§ WHAT YOU WILL DO: Write out every line of the listing below verbatim.

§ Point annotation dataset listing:
---

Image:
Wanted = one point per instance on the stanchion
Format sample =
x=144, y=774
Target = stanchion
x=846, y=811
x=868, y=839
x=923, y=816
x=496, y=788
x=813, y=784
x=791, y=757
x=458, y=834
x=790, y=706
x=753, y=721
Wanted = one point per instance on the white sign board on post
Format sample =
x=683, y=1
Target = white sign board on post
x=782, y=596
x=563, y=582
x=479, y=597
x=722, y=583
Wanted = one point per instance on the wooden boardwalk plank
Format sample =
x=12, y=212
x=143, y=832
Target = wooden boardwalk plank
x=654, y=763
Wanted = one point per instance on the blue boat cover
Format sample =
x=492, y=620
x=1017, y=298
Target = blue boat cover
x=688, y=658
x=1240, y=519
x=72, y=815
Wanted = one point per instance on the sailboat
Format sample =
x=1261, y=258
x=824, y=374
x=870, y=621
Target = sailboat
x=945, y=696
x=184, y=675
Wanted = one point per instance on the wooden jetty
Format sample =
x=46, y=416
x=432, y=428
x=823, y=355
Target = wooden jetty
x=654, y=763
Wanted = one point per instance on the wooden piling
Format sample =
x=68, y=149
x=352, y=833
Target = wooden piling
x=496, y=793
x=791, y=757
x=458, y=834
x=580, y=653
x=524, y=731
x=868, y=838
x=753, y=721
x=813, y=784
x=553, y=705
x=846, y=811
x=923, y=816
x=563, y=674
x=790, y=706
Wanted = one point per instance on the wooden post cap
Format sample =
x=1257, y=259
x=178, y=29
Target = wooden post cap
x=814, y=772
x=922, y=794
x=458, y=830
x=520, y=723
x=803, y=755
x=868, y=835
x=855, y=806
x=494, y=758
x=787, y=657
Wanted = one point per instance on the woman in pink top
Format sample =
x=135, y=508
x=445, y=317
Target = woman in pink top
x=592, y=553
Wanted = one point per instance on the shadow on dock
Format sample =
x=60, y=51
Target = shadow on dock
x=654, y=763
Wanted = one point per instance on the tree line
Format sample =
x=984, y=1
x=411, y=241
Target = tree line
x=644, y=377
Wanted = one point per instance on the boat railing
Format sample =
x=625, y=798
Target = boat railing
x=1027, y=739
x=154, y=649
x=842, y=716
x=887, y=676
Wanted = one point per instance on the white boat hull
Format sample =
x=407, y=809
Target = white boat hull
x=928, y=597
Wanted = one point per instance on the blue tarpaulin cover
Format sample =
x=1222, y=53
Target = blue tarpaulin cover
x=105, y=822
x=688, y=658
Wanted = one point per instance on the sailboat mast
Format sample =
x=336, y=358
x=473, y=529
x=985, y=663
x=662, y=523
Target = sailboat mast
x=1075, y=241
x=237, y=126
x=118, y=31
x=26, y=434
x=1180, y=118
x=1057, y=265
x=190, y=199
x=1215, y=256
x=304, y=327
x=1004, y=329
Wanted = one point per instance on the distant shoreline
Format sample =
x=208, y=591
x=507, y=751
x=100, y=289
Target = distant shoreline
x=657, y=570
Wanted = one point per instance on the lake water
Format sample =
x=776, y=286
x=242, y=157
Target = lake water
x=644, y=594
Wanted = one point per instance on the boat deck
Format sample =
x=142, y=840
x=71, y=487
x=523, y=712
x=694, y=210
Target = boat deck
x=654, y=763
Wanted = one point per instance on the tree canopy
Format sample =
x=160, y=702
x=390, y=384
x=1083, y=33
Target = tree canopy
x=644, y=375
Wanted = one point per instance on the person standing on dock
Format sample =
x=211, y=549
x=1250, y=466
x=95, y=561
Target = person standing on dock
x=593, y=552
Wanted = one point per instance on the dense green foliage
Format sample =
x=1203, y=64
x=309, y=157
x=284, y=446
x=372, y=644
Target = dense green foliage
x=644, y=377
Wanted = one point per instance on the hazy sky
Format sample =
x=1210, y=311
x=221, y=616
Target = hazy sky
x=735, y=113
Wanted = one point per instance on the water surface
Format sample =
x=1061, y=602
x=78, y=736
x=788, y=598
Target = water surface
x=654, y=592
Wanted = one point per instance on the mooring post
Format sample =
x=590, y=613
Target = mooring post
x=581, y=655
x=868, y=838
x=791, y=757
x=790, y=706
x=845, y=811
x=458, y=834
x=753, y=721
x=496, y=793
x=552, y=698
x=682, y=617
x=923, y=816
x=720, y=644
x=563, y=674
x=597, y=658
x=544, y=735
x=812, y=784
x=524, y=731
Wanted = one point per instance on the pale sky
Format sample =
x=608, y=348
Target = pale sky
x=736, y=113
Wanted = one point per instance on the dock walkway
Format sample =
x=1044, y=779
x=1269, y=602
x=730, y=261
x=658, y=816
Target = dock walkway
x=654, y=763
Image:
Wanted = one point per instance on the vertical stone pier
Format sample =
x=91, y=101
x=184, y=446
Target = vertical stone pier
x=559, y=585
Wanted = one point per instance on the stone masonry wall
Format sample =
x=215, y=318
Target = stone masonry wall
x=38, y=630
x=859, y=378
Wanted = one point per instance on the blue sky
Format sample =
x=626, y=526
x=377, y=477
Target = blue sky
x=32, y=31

---

§ WRITTEN ANSWER:
Image:
Wanted = one point per instance on the stanchion
Format sample =
x=144, y=774
Target = stanchion
x=846, y=811
x=868, y=839
x=923, y=816
x=496, y=788
x=813, y=784
x=791, y=757
x=458, y=834
x=790, y=706
x=753, y=721
Wanted = one point per instance on the white sign board on post
Format sample =
x=683, y=1
Target = white sign board on post
x=782, y=596
x=563, y=582
x=479, y=597
x=722, y=583
Wanted = one point per instance on the wooden boardwalk plank
Format sample =
x=12, y=212
x=143, y=832
Target = wooden boardwalk plank
x=654, y=763
Wanted = one point per instance on the blue boat cover
Format sample =
x=492, y=620
x=1017, y=298
Target = blue boat cover
x=688, y=658
x=1240, y=519
x=72, y=815
Wanted = one point per instance on the sailboat
Format sample =
x=1261, y=258
x=824, y=374
x=870, y=621
Target = sailboat
x=945, y=696
x=184, y=675
Wanted = one point per instance on the wooden jetty
Format sample =
x=46, y=416
x=432, y=428
x=823, y=355
Target = wooden jetty
x=654, y=763
Wanted = one point per instance on the wooden piling
Format sample =
x=68, y=149
x=352, y=833
Target = wooden piling
x=496, y=793
x=791, y=757
x=458, y=834
x=580, y=653
x=524, y=731
x=868, y=838
x=753, y=721
x=813, y=784
x=553, y=705
x=846, y=811
x=923, y=816
x=563, y=674
x=790, y=706
Wanted = one point per instance on the wooden post cap
Format sample =
x=1257, y=259
x=178, y=29
Target = wooden post cap
x=814, y=772
x=922, y=794
x=458, y=830
x=520, y=723
x=803, y=755
x=868, y=835
x=855, y=806
x=494, y=758
x=787, y=657
Wanted = one point per instance on the woman in pink top
Format sample =
x=135, y=508
x=445, y=317
Target = woman in pink top
x=592, y=553
Wanted = one point per instance on the shadow on dock
Format sample =
x=60, y=51
Target = shadow on dock
x=654, y=763
Wanted = one point per instance on the tree line
Format sample =
x=984, y=1
x=411, y=241
Target = tree line
x=644, y=377
Wanted = one point per instance on the boat railing
Format sample =
x=625, y=798
Target = boat railing
x=1027, y=739
x=154, y=649
x=842, y=716
x=887, y=676
Wanted = one point per instance on the white boat hull
Format sample =
x=407, y=809
Target = white boat hull
x=928, y=597
Wanted = one point per instance on the blue tarpaulin cover
Format sample =
x=1222, y=53
Target = blue tarpaulin cover
x=105, y=822
x=688, y=658
Wanted = one point per instance on the sailboat mast
Format sample =
x=336, y=358
x=473, y=529
x=985, y=663
x=662, y=523
Target = sailboat mast
x=1075, y=241
x=237, y=126
x=118, y=31
x=26, y=434
x=1180, y=118
x=1057, y=265
x=190, y=199
x=1215, y=256
x=304, y=327
x=1004, y=329
Wanted = one point per instance on the distant shoreline
Format sample =
x=208, y=591
x=507, y=751
x=100, y=289
Target = distant shoreline
x=657, y=570
Wanted = one point per instance on the lake water
Format sample =
x=776, y=286
x=242, y=157
Target = lake water
x=644, y=594
Wanted = one point per instance on the boat deck
Format sample =
x=142, y=840
x=71, y=487
x=523, y=712
x=694, y=210
Target = boat deck
x=654, y=763
Wanted = one point per instance on the tree canopy
Format sample =
x=160, y=702
x=390, y=384
x=1083, y=33
Target = tree canopy
x=644, y=375
Wanted = one point per instance on the person standing on dock
Format sample =
x=211, y=549
x=1250, y=466
x=95, y=561
Target = person standing on dock
x=593, y=552
Wanted = one point per instance on the dense green foliage
Format sample =
x=1203, y=64
x=309, y=157
x=284, y=446
x=372, y=644
Target = dense green foliage
x=644, y=377
Wanted = one point per instance on the hazy sky
Format sample =
x=1210, y=311
x=221, y=616
Target = hazy sky
x=735, y=113
Wanted = one point per instance on the water surface
Format sample =
x=1061, y=602
x=78, y=736
x=788, y=598
Target = water surface
x=654, y=592
Wanted = one point per instance on the mooring post
Format sample =
x=590, y=613
Target = mooring post
x=581, y=655
x=868, y=838
x=791, y=757
x=790, y=706
x=845, y=811
x=458, y=834
x=753, y=721
x=496, y=793
x=552, y=698
x=682, y=617
x=923, y=816
x=720, y=644
x=563, y=674
x=597, y=658
x=544, y=735
x=812, y=784
x=524, y=731
Wanted = one point per instance on the pale sky
Format sample =
x=608, y=348
Target = pale sky
x=736, y=113
Wanted = one point per instance on the dock walkway
Format sample =
x=1044, y=779
x=1269, y=602
x=730, y=261
x=658, y=816
Target = dock walkway
x=654, y=763
Image:
Wanted = one point per instance on the vertical stone pier
Format sample =
x=91, y=101
x=184, y=446
Target = vertical stone pier
x=559, y=585
Wanted = one point per instance on the stone masonry wall
Format sample =
x=215, y=318
Target = stone masonry wall
x=38, y=630
x=859, y=378
Wanted = one point per instance on the blue sky
Format sample =
x=626, y=526
x=377, y=477
Target = blue sky
x=32, y=31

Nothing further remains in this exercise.